> TO DO
Set down the material once more, exactly as it appears.

> STORED DATA

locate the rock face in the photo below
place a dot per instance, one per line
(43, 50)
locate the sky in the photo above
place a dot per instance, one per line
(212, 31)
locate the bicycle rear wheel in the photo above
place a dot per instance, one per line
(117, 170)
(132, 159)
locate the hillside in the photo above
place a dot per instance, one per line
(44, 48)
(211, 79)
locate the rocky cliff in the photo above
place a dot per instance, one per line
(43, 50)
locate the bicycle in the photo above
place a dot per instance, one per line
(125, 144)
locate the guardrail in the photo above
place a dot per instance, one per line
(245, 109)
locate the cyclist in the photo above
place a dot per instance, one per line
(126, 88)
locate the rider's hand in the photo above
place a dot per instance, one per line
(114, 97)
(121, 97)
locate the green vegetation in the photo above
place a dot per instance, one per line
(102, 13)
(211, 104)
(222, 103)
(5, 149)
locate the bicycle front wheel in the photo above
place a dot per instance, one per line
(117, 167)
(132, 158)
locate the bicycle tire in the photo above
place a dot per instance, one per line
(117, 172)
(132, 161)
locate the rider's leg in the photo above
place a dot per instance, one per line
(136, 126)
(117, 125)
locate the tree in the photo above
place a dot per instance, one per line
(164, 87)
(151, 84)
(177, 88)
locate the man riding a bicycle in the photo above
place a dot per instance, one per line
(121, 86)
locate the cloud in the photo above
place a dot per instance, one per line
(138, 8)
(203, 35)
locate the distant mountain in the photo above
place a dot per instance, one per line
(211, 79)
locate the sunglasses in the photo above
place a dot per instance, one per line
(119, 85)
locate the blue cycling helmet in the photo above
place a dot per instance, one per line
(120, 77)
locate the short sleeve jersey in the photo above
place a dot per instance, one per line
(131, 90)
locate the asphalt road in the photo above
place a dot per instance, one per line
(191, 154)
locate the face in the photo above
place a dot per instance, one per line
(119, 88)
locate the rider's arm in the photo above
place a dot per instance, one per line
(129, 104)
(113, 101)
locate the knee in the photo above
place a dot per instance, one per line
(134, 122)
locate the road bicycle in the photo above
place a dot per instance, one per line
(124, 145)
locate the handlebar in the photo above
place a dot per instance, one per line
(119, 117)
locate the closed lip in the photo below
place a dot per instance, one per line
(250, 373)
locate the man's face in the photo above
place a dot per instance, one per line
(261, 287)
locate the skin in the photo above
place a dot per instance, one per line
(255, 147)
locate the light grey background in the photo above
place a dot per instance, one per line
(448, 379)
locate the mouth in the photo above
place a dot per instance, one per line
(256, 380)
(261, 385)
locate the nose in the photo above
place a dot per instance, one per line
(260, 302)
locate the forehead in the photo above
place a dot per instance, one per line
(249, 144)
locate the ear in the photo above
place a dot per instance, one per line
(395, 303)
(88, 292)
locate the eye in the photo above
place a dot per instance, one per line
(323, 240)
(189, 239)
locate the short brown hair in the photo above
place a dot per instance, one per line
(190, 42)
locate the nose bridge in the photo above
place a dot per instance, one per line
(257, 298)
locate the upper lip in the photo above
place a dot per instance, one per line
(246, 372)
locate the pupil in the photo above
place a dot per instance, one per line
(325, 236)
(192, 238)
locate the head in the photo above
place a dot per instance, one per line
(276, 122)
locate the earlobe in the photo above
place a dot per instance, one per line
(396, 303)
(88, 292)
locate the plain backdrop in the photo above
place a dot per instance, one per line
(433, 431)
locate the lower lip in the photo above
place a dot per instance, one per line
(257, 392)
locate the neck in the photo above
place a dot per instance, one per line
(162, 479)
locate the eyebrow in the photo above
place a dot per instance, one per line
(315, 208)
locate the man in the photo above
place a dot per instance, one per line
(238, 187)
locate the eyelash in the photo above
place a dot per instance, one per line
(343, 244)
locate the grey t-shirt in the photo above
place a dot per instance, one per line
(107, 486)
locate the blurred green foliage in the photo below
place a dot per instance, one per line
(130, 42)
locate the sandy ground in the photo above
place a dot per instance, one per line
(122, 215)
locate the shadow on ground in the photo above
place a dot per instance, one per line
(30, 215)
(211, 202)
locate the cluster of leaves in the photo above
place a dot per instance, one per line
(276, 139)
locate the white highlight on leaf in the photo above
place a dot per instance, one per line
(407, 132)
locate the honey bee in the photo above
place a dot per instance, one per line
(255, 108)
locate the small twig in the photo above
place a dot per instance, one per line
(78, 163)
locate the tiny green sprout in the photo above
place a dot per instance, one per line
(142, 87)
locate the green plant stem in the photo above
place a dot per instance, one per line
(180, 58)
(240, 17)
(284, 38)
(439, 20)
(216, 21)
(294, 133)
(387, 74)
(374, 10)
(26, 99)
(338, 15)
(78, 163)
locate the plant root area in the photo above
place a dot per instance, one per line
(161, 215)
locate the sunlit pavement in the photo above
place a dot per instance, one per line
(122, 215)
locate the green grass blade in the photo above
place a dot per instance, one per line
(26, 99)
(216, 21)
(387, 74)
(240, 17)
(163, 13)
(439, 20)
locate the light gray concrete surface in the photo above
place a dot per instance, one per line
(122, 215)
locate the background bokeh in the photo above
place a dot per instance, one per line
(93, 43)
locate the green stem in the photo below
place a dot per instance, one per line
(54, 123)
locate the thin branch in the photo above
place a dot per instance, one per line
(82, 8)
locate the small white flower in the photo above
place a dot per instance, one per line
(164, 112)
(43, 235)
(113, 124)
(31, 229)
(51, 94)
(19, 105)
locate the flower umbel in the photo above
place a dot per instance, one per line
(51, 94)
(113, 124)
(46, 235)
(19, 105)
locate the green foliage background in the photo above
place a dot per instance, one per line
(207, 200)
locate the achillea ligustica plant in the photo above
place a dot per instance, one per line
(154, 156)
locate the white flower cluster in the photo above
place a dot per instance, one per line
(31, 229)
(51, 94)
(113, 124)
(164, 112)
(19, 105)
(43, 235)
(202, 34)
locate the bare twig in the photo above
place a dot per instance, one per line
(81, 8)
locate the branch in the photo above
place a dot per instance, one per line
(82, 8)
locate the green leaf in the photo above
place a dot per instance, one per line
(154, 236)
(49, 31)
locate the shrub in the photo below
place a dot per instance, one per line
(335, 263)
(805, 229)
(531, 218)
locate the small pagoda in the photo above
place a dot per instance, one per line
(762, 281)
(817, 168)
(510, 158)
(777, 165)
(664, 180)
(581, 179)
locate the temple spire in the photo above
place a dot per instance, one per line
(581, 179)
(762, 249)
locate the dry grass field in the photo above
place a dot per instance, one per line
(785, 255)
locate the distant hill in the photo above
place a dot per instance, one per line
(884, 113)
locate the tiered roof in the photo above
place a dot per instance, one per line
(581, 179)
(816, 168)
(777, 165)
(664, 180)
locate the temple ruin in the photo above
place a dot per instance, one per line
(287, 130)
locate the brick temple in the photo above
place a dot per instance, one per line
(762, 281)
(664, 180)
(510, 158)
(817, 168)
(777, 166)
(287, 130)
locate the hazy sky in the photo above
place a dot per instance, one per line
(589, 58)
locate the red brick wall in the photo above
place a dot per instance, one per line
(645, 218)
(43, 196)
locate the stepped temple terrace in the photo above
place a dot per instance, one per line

> SOLUTION FOR THIS EXERCISE
locate the rock face in the photo below
place a dot per instance, one per line
(43, 50)
locate the sky in the photo above
place a dot per instance, one per line
(212, 31)
locate the bicycle rear wheel in the photo above
place a dot per instance, one per line
(117, 170)
(132, 159)
locate the hillside in the photo above
place a dot per instance, one per line
(44, 48)
(211, 79)
locate the rocky cliff in the photo above
place a dot per instance, one per line
(43, 50)
locate the bicycle in the photo above
place a dot per instance, one per line
(125, 144)
locate the guardrail in the photo above
place a dot per instance, one per line
(245, 109)
locate the cyclist in the photo above
place a dot per instance, one per line
(126, 88)
locate the rider's hand in the photo above
place a dot per instance, one per line
(114, 97)
(121, 97)
locate the green vegetation in the photo above
place a dot per instance, one per line
(102, 13)
(211, 104)
(222, 103)
(5, 149)
locate the bicycle front wheel in the photo above
place a dot per instance, one per line
(117, 167)
(132, 158)
locate the bicycle tire in the photo above
place a dot per instance, one per line
(117, 172)
(132, 161)
locate the rider's leg in the photo above
place a dot per instance, one per line
(136, 126)
(117, 125)
locate the tree in the photo above
place a dot per instance, one per line
(164, 87)
(151, 84)
(177, 88)
locate the man riding a bicycle in the photo above
place a dot per instance, one per line
(121, 86)
locate the cloud in the photo above
place a dot per instance, one per line
(138, 8)
(203, 35)
locate the distant mountain in the photo above
place a dot per instance, one per line
(211, 79)
locate the sunglasses in the photo above
place a dot per instance, one per line
(119, 85)
locate the blue cycling helmet in the photo above
place a dot per instance, one per line
(120, 77)
locate the short sleeve jersey in the photo above
place a dot per instance, one per line
(131, 90)
locate the asphalt road in the photo above
place a dot per instance, one per line
(191, 154)
locate the face in the photo above
place a dot per instance, one per line
(119, 88)
locate the rider's arm in the photo above
place a dot per instance, one per line
(129, 104)
(113, 101)
locate the knee in the photo above
place a dot per instance, one per line
(134, 122)
locate the road bicycle in the photo above
place a dot per instance, one per line
(124, 145)
locate the handlebar in the photo above
place a dot per instance, one per line
(119, 117)
locate the closed lip in the photo below
place a dot per instance, one per line
(250, 373)
locate the man's face in the photo above
place a dot per instance, one per line
(261, 287)
locate the skin in the photo above
place a dot per instance, one per line
(255, 147)
locate the light grey background in the photo above
place a dot per instance, one per line
(448, 379)
locate the mouth in the photo above
place a dot per instance, one per line
(256, 380)
(261, 385)
locate the nose in the photo above
place a dot per instance, one per line
(260, 302)
locate the forehead in the photo above
place a dot per instance, one per line
(249, 144)
locate the ear in the photo above
place a dot per instance, one per line
(395, 303)
(88, 292)
locate the eye in the photo above
place a dot per instance, one per line
(323, 240)
(189, 239)
locate the short brown hair in the photo above
place a dot per instance, one per line
(190, 42)
locate the nose bridge in the photo above
place a dot per instance, one per line
(257, 298)
locate the upper lip in the photo above
place a dot per instance, one per line
(246, 372)
locate the pupil in the photo above
place a dot per instance, one per line
(325, 236)
(192, 238)
locate the head in the photo above
place a dot per instance, one per line
(276, 122)
locate the earlobe in the photo above
place a dot per instance, one per line
(396, 303)
(88, 292)
locate the plain backdrop in the photo above
place a dot per instance, one per line
(433, 431)
locate the lower lip in the photo above
place a dot per instance, one per line
(257, 392)
locate the neck in the photo above
place a dot per instance, one per line
(162, 479)
locate the eyebrow in the photo above
place a dot per instance, one per line
(315, 208)
locate the man in the photo above
place a dot per instance, one per line
(238, 187)
locate the eyelash in the photo above
place a dot per instance, one per line
(343, 244)
locate the grey t-shirt in the photo above
place a dot per instance, one per line
(107, 486)
locate the blurred green foliage in the photo below
place a dot per instance, one per line
(130, 42)
locate the sandy ground in the photo above
place a dot per instance, one per line
(122, 215)
locate the shadow on ground in the photo above
place a dot per instance, one per line
(30, 215)
(211, 202)
locate the cluster of leaves in the photo above
place a dot per instance, one per line
(276, 139)
locate the white highlight on leaf in the photo above
place a dot per instance, one per line
(407, 132)
locate the honey bee in the photo above
place a dot per instance, one per line
(255, 108)
locate the small twig in the photo above
place a dot per instance, one per line
(78, 163)
locate the tiny green sprout in the photo above
place a dot per instance, one per line
(142, 87)
locate the green plant stem in the photo above
place a dot per instance, one per line
(180, 58)
(240, 17)
(284, 38)
(439, 20)
(216, 21)
(294, 133)
(387, 74)
(374, 10)
(26, 99)
(338, 15)
(78, 163)
locate the plant root area in the photo above
place a dot per instance, one per line
(161, 215)
locate the sunlit pavement in the photo above
place a dot per instance, one per line
(122, 215)
locate the green grass blade in the photo above
place a dot per instance, one per line
(26, 99)
(216, 21)
(387, 74)
(240, 17)
(163, 13)
(439, 20)
locate the light gray concrete surface in the photo above
place a dot per instance, one per line
(122, 215)
locate the background bokeh in the photo above
place a dot per instance, one per line
(93, 43)
locate the green stem in the photo below
place a dot per instance, one per line
(54, 123)
locate the thin branch in the photo above
place a dot per instance, one per line
(82, 8)
locate the small white flower in the photo above
place a dot per instance, one per line
(164, 112)
(43, 235)
(113, 124)
(31, 229)
(51, 94)
(19, 105)
locate the flower umbel in the photo above
place a dot per instance, one per line
(51, 94)
(113, 124)
(46, 235)
(19, 105)
locate the green foliage background in the photo above
place a dot per instance, one per line
(207, 200)
locate the achillea ligustica plant in the photo above
place a dot per instance, one per line
(154, 156)
locate the white flower cluster in the photo above
place a dot per instance, one per line
(31, 229)
(51, 94)
(113, 124)
(164, 112)
(19, 105)
(43, 235)
(202, 34)
locate the bare twig in the photo above
place a dot per instance, one per line
(81, 8)
locate the branch in the photo above
place a dot per instance, one per line
(82, 8)
locate the green leaf in the photo above
place a dot per instance, one per line
(154, 236)
(49, 31)
locate the shrub in the photo below
place a dot per instance, one per line
(335, 263)
(805, 229)
(531, 218)
locate the small pagoda in the photo above
place a dot per instance, one per line
(762, 281)
(817, 168)
(510, 158)
(777, 165)
(664, 180)
(581, 179)
locate the temple spire in the photo above
place a dot per instance, one per line
(581, 179)
(762, 249)
locate the dry grass field in the photo above
place a dot per instance, one per line
(785, 255)
locate the distant hill in the photo above
place a dot per instance, one per line
(884, 113)
locate the tiered roof in the photo above
place a dot per instance, one per line
(581, 179)
(816, 168)
(777, 165)
(664, 180)
locate the temple ruin in the photo above
place a dot per instance, one per line
(287, 130)
locate the brick temple in the photo above
place a dot per instance, one per line
(762, 281)
(664, 180)
(510, 158)
(817, 168)
(777, 166)
(287, 130)
locate the hazy sky in the photo above
place a dot per instance, one per line
(589, 58)
locate the red brick wall in the photo above
place a dot per instance, one per line
(645, 218)
(43, 196)
locate the stepped temple terrace in the photo above
place a dot per instance, one per line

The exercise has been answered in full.